[Start Provided data]

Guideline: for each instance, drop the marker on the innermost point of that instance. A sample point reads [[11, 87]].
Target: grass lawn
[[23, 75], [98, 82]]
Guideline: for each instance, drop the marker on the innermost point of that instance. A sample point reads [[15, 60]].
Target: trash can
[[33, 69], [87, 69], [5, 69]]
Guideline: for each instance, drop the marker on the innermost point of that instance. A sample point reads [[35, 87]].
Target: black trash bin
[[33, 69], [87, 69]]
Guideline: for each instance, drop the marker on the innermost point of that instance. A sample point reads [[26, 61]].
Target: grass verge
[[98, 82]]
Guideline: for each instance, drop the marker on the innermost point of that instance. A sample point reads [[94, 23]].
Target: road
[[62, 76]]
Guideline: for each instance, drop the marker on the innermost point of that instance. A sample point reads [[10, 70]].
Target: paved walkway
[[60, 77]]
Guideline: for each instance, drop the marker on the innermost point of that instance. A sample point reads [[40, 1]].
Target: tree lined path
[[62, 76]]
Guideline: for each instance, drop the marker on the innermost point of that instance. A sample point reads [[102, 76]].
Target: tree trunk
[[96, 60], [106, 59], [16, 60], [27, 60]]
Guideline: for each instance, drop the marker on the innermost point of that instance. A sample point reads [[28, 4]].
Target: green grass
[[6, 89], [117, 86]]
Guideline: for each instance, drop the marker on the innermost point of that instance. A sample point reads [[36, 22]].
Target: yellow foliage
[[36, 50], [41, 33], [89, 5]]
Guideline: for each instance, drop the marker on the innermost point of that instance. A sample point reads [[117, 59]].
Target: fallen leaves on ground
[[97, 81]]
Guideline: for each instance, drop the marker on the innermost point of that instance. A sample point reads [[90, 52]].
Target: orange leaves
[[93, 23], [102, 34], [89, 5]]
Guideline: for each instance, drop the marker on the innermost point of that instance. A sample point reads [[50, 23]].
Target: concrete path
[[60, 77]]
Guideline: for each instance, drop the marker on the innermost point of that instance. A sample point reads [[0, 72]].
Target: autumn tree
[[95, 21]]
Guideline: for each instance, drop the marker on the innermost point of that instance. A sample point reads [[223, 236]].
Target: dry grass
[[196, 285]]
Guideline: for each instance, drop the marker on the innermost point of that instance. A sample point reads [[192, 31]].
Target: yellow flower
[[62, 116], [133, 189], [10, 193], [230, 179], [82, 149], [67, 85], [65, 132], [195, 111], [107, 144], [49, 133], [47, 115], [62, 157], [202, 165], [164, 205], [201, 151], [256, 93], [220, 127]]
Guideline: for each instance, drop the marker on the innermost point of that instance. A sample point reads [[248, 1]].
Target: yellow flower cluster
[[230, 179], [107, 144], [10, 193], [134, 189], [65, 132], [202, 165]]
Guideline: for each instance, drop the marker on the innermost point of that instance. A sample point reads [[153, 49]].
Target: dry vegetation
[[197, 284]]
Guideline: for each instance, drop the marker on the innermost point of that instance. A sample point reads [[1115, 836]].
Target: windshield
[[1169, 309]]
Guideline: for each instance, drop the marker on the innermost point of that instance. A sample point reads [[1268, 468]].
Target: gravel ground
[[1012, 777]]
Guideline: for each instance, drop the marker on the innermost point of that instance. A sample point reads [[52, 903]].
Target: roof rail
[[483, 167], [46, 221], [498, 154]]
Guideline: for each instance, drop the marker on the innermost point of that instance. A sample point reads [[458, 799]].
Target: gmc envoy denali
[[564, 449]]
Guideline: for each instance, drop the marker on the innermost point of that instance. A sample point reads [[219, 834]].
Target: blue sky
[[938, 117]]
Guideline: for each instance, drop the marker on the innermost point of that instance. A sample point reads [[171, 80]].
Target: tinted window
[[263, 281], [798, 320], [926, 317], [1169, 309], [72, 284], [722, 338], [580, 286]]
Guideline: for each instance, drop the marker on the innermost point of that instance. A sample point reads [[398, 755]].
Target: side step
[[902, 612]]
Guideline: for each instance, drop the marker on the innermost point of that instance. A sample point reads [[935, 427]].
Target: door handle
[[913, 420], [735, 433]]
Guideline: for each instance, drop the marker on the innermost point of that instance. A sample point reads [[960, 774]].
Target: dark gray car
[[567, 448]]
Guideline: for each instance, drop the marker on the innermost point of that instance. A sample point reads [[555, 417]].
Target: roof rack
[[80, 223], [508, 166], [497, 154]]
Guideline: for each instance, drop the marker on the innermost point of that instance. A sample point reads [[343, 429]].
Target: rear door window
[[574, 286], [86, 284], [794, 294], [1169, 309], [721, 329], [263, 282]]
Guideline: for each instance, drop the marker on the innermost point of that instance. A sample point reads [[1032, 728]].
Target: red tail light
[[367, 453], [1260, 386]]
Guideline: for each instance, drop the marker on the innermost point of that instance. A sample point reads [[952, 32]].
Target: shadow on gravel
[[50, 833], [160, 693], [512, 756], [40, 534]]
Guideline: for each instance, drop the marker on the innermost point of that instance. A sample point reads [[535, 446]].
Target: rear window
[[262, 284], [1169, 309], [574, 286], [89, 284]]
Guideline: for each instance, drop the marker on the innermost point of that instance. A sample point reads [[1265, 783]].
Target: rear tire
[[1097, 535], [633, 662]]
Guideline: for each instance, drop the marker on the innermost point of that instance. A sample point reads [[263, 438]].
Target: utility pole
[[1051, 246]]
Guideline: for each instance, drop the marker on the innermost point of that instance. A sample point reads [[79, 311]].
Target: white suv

[End Provided data]

# What you should do:
Put the lines above into a numbered list, omitting any blank lines.

# Right answer:
1. Guideline: for each instance, drop the marker on the innermost point of that instance. A sample point reads [[11, 87]].
2. Target: grass lawn
3. [[23, 75], [98, 82]]
4. Guideline: for each instance, drop the marker on the innermost point of that instance. A sample point reads [[15, 60]].
5. Target: trash can
6. [[33, 69], [87, 69], [5, 69]]
7. Guideline: for each instance, drop the marker on the innermost point of that instance. A sample point reads [[35, 87]].
8. Target: black trash bin
9. [[33, 69], [87, 69]]
10. Guideline: for each instance, drop the marker on the innermost point of that instance. A sample point reads [[26, 61]].
11. Target: grass verge
12. [[98, 82]]
13. Guideline: for each instance, drop the marker on the innermost point of that instance. A sample point reads [[94, 23]].
14. Target: road
15. [[62, 76]]
16. Guideline: for each instance, drop the marker on the innermost point of that instance. A sample point reads [[10, 70]].
17. Target: paved walkway
18. [[60, 77]]
19. Guideline: for each instance, drop the marker on the innermost point of that instance. A sample point reads [[40, 1]].
20. Target: tree lined path
21. [[62, 76]]
22. Guideline: for each instance, drop the marker on the innermost point of that instance. A sample point reads [[102, 76]].
23. Target: tree trunk
24. [[96, 60], [106, 59], [16, 60], [27, 60]]
25. Guideline: for each instance, drop the marker on the innermost point of that instance. A sample point reads [[28, 4]].
26. Target: green grass
27. [[6, 89], [117, 86]]
28. Guideline: for each instance, drop the marker on the innermost point of that instance. A sample point reads [[36, 22]].
29. Target: yellow foliage
30. [[36, 50], [41, 33], [89, 5]]
31. Guideline: for each instance, drop the marker on the innermost point of that instance. A sample point reads [[117, 59]].
32. Target: fallen leaves on ground
33. [[97, 81]]
34. Guideline: for each instance, drop the marker on the innermost point of that instance. A sample point reads [[90, 52]].
35. Target: orange leaves
36. [[93, 23], [102, 34], [89, 5]]
37. Guideline: for each instance, drop the marker on the innermost point of that instance. A sample point reads [[50, 23]].
38. Target: concrete path
39. [[60, 77]]
40. Guideline: for each instance, drop the marker on the innermost point of that instance. A sample point reads [[0, 72]].
41. Target: autumn tree
42. [[95, 21]]
43. Guideline: for each instance, drop the marker on the innermost point of that instance. A sample point reads [[223, 236]].
44. Target: dry grass
45. [[196, 285]]
46. Guideline: for each instance, drop the marker on the innermost point of that instance. A sample point reads [[192, 31]].
47. Target: yellow flower
48. [[62, 116], [133, 189], [10, 193], [230, 179], [82, 149], [67, 85], [65, 132], [195, 111], [107, 144], [49, 133], [47, 115], [62, 157], [202, 165], [164, 205], [201, 151], [256, 93], [220, 127]]
49. Guideline: for each instance, drop the marker on the innermost point of that instance. A sample point reads [[248, 1]].
50. Target: yellow flower cluster
51. [[230, 179], [107, 144], [10, 193], [134, 189], [65, 132], [202, 165]]
52. Guideline: for each instance, drop the marker on the innermost point of that instance. A sample point reads [[153, 49]].
53. Target: dry vegetation
54. [[197, 284]]
55. Guideline: for each instance, drop the marker on the innermost point of that instance. A sample point reads [[1115, 836]].
56. Target: windshield
57. [[1169, 309]]
58. Guideline: for each instance, drop the marker on the innermost point of that instance. A sample point reads [[1268, 468]].
59. Target: gravel ground
60. [[1012, 777]]
61. Guideline: for each instance, drop the marker on the innermost point of that instance. A sample point reads [[52, 903]].
62. Target: roof rail
63. [[483, 167], [46, 221], [498, 154]]
64. Guideline: for each instance, drop the marker on the innermost point of that instance. A sample point reads [[458, 799]].
65. Target: gmc envoy denali
66. [[564, 449]]
67. Guideline: for each instance, drop the marker on the innermost point of that instance. A sample point reads [[219, 834]].
68. Target: blue sky
69. [[938, 117]]
70. Guideline: for each instance, drop the marker on the innermost point of that instance. A sample point reads [[171, 80]].
71. Target: tinted window
72. [[263, 281], [798, 320], [926, 317], [1169, 309], [72, 284], [722, 338], [580, 286]]
73. Guideline: for each instance, drop the marker on the innermost point of that instance. A sample point reads [[398, 755]].
74. Target: side step
75. [[902, 612]]
76. Guideline: for each instance, drop the marker on the innermost point of that instance. A sample point reads [[935, 427]].
77. Target: door handle
78. [[913, 420], [735, 433]]
79. Guideline: for each instance, drop the marker on the innermost point of that instance. A sample point reads [[960, 774]].
80. Target: dark gray car
81. [[567, 448]]
82. Guideline: for each instance, drop the marker on the innermost point of that instance. A sample point reads [[555, 417]].
83. Target: roof rack
84. [[80, 223], [508, 166], [497, 154]]
85. Guideline: for each instance, drop the marker on the innermost point of that instance. A sample point reads [[343, 429]].
86. Target: rear door window
87. [[574, 286], [86, 284], [794, 294], [1169, 309], [721, 329], [263, 282]]
88. Guideline: for each instance, drop the marker on the innermost point of that instance. A sample point reads [[1032, 728]].
89. Target: red tail light
90. [[367, 453], [1260, 386]]
91. Guideline: for each instance, drop the marker on the innermost point of that instance. A sample point reads [[952, 32]].
92. Target: shadow on gravel
93. [[50, 833], [160, 693], [512, 756], [40, 534]]
94. Guideline: for each instance, drop the marker on the innermost point of that instance. A sample point reads [[535, 446]].
95. Target: rear window
96. [[262, 284], [1169, 309], [574, 286], [89, 284]]
97. Guideline: for each instance, drop the marker on the innermost point of that instance. A sample point reads [[1265, 783]].
98. Target: rear tire
99. [[1097, 535], [633, 662]]
100. Guideline: for each instance, drop the marker on the innermost point of that instance. A sample point reads [[263, 438]].
101. Target: utility pole
102. [[1051, 246]]
103. Guideline: for each instance, drop the marker on the innermost point of that instance. A sample point reads [[79, 311]].
104. Target: white suv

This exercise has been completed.